→ Text block

═══

Security Overview
How we encrypt Notion tokens, isolate customer data, and harden the infrastructure that supports Notion Scan.
Overview
Notion Scan is a workspace intelligence platform operated by Arbr Labs LLC, doing business as Notion State. It connects to a customer's Notion workspace via an authorized internal integration, reads structural metadata about pages, databases, and users, and produces consultant-grade analysis of workspace health and adoption patterns.
This document explains what we read, what we store, how we protect it, and how we keep one customer's data isolated from every other customer's.
Security at a glance
| Control | What it means |
|---|---|
| Token encryption | Notion integration tokens are encrypted at rest with AES-256-GCM and never logged in plaintext. |
| Customer isolation | Customer data is logically isolated using database-level access policies, role-based authorization, and scoped backend workflows. |
| Metadata only | We store titles and structural metadata. We never store page body content, comments, or non-title database entry values. |
| No ML training | We do not use customer workspace data to train machine learning models. |
| HTTPS-only | All traffic is TLS-protected and HSTS is enforced. |
| Hosted on SOC 2 infrastructure | Vercel (application), Supabase (database and authentication), and Railway (background workers) are SOC 2 Type II audited. |
These are provider attestations for the infrastructure platforms we use. Notion State has not completed its own SOC 2 Type II or ISO 27001 certification.
Data collection
What we read and store
We use the Notion API to enumerate the structural elements of an authorized workspace. The complete set of data we read and persist:
| Category | What we capture |
|---|---|
| Pages | Page ID, URL, parent reference, title, type, creation and last-edited timestamps, creator and last-editor user IDs. |
| Databases | Database ID, title, schema (property definitions and types), parent reference, last-edited timestamp. |
| Users | User ID, display name, user type (person or bot). |
| Relations | Page-to-page and database-to-database structural relationships derived from page parentage and schema properties. |
| Property statistics | For each database property, aggregate fill rates (what percentage of entries have a value for this property). |
| Activity metadata | Edit counts and contributor counts per database, derived from last-edited fields on entries. |
What we never store
- Page content and body text. The Notion blocks endpoint is used for navigation and tree discovery (walking from a page to its children to find more pages and databases). We inspect block type, child page/database references, and whether a container block has children. Block text is not extracted, returned, logged, or stored.
- Block-level data. We do not store block records or block content. Only container relationships (page contains child page, page contains database) are traversed for discovery.
- Non-title database entry values. Notion represents database rows as pages, so we store each row's page title as page metadata. When computing per-property fill rates, non-title entry property values pass through application memory transiently and are immediately discarded. Non-title values are never stored, logged, or returned.
- Comments. We do not call the Notion comments API. Comment content, authors, and timestamps are never read or stored.
- Notion workspace user email addresses. The Notion API may return user email addresses depending on integration capabilities; we explicitly do not extract or store workspace user email addresses from Notion. Account and onboarding email addresses that users provide directly to Notion Scan are handled as described in the Privacy Policy.
- Files and attachments. We do not download, open, or store file contents. For database file properties, we may count whether the property is filled as part of aggregate property utilization; file names, URLs, and attachments are not stored.
Data scope answers
For procurement questionnaires that ask about specific data scope:
- Pages. Metadata only: ID, URL, title, parent, type, timestamps, creator and last-editor user IDs. No content.

═══

→ Records provided
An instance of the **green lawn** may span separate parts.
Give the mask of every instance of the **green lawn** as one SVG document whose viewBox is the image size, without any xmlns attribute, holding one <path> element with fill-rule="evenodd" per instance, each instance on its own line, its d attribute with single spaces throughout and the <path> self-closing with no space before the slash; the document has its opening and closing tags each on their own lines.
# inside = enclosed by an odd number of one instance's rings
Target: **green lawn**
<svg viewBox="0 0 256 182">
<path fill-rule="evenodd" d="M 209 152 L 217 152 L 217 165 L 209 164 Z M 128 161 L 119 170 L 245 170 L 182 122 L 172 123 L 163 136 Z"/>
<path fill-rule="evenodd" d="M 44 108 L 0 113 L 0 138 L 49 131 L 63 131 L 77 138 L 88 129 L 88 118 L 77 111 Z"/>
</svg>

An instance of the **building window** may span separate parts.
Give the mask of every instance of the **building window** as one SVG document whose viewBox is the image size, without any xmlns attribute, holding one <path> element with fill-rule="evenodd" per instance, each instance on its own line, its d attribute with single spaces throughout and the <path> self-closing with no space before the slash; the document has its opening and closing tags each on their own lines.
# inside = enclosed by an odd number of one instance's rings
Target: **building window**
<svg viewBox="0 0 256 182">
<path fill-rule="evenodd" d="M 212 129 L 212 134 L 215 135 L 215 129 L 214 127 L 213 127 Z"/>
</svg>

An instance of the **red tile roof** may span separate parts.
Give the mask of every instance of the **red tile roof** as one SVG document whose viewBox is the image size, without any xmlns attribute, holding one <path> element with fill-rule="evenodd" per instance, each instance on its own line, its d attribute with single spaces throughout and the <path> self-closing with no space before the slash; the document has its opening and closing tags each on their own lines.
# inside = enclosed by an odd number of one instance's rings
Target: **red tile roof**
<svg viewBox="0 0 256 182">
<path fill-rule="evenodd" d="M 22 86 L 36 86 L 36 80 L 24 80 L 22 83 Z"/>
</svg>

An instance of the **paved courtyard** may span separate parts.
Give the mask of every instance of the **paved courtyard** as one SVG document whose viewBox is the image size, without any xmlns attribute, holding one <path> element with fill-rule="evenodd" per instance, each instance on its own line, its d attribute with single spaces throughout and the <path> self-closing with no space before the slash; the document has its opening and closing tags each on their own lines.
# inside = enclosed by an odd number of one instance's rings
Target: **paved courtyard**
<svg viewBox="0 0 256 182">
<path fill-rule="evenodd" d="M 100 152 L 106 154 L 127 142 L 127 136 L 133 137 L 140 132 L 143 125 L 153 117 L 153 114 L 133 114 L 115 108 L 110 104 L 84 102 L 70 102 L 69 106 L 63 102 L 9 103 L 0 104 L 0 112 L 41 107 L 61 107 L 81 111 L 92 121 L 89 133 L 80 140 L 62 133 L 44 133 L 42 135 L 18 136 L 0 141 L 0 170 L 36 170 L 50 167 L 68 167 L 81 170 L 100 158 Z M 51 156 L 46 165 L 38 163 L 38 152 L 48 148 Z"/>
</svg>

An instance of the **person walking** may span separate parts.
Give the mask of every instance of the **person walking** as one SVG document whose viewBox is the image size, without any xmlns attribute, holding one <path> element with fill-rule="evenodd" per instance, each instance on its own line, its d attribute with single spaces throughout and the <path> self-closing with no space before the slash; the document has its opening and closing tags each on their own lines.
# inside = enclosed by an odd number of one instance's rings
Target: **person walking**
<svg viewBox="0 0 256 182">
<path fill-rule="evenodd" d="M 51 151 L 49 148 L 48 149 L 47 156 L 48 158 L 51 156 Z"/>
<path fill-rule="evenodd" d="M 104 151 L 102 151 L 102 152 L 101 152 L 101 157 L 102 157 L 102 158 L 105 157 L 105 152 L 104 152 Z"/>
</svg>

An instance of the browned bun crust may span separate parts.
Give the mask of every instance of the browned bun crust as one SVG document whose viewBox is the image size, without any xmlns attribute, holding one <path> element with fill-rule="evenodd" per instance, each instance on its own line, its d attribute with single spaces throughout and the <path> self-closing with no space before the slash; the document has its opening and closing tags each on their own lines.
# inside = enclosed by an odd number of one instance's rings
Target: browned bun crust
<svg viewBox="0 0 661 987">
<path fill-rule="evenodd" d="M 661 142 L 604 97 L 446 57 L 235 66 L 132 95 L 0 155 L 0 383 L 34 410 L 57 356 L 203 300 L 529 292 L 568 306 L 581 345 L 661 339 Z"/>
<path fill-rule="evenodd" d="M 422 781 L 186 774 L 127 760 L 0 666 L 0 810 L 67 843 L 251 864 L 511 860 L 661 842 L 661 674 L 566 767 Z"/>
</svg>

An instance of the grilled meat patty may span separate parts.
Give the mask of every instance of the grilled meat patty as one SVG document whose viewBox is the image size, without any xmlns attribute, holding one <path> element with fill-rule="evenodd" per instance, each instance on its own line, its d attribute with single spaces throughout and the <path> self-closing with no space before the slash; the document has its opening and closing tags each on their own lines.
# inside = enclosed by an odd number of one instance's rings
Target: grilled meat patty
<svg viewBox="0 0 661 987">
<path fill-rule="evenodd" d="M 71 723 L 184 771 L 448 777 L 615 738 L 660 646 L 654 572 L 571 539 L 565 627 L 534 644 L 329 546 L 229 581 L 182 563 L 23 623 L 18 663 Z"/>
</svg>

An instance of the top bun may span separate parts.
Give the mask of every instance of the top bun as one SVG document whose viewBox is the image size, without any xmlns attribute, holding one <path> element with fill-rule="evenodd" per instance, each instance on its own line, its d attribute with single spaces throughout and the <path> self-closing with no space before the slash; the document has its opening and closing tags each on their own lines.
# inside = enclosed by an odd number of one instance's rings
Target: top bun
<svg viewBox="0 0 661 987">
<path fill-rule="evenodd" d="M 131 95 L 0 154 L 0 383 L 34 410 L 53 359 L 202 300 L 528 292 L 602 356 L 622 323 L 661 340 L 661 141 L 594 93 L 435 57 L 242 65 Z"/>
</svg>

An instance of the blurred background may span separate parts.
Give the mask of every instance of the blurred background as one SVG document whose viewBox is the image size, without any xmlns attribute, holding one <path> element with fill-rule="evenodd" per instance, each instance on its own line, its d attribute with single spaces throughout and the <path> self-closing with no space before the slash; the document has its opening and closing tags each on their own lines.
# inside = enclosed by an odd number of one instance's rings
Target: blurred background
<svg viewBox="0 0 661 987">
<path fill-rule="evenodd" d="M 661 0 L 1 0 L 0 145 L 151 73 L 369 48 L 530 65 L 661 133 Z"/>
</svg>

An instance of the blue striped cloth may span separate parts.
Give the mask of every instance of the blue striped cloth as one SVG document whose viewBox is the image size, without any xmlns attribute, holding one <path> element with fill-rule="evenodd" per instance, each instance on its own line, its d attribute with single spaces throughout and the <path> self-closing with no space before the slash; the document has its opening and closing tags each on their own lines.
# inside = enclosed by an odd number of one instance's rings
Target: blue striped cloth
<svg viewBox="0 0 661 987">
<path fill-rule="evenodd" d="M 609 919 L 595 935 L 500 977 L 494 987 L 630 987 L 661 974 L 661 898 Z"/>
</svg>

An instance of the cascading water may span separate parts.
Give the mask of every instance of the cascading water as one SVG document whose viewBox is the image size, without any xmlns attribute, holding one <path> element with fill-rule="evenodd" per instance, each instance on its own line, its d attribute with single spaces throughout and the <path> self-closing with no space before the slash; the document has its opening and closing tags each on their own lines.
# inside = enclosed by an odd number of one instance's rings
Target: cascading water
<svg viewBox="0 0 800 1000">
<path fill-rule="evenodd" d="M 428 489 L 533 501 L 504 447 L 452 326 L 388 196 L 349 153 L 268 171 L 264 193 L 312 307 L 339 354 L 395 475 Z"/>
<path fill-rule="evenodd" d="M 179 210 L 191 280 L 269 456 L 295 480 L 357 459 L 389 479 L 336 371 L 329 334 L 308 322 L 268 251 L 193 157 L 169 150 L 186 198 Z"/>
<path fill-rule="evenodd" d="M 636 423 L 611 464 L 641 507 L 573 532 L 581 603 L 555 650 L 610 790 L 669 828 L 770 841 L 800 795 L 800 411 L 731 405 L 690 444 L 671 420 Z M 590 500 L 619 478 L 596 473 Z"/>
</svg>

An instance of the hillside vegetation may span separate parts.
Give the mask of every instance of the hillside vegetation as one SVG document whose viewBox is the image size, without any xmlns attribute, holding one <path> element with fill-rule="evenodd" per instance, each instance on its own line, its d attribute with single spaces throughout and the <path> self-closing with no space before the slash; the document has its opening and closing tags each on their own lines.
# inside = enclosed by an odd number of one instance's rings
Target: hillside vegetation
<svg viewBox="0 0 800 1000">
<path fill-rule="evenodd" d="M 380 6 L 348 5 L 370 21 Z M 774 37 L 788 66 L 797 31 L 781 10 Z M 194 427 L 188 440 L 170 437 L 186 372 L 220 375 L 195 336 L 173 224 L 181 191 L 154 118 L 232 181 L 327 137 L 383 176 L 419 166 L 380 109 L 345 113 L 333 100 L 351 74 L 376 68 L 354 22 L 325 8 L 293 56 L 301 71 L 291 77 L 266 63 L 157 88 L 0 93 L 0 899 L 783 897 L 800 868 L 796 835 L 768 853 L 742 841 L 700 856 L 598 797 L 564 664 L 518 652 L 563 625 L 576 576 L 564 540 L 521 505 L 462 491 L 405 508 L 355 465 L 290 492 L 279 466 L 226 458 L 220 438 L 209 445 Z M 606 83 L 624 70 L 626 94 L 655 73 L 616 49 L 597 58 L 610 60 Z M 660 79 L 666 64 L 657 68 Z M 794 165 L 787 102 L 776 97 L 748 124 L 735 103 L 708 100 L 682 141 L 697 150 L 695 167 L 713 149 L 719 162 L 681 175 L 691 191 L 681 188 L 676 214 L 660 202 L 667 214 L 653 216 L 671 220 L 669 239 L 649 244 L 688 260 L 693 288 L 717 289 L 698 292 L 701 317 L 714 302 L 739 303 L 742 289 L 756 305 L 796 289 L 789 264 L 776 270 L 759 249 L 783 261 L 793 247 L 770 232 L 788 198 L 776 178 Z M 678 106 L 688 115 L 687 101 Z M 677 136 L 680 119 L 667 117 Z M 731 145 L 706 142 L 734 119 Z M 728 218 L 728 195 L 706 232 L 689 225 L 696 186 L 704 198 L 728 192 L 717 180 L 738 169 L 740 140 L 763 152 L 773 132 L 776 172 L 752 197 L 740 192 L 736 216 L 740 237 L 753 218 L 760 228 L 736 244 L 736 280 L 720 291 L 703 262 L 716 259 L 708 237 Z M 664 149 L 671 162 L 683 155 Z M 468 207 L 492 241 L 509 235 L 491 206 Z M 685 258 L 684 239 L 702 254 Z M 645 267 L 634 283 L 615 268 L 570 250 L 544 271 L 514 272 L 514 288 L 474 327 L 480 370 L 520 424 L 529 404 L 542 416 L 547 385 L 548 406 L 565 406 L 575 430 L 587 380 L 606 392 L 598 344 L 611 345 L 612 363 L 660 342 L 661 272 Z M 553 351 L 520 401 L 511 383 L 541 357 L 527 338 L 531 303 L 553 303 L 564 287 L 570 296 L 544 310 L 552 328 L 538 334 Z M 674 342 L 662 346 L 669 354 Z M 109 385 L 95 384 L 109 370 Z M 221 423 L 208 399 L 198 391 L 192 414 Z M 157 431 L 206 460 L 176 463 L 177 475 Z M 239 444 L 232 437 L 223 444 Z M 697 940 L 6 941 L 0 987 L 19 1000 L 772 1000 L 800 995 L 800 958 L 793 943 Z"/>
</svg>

═══

→ Tasks to perform
1. Print the security overview starting with "Security Overview" and going on through "and adoption patterns.".
2. In the security overview, what method is used to encrypt Notion integration tokens at rest?
3. According to the security overview, why does Notion Scan store a title for each database row? Answer in one to three sentences.

→ Answers in order
1.
Security Overview
How we encrypt Notion tokens, isolate customer data, and harden the infrastructure that supports Notion Scan.
Overview
Notion Scan is a workspace intelligence platform operated by Arbr Labs LLC, doing business as Notion State. It connects to a customer's Notion workspace via an authorized internal integration, reads structural metadata about pages, databases, and users, and produces consultant-grade analysis of workspace health and adoption patterns.

2. AES-256-GCM.

3. Notion represents database rows as pages. So Notion Scan stores each row's page title as page metadata.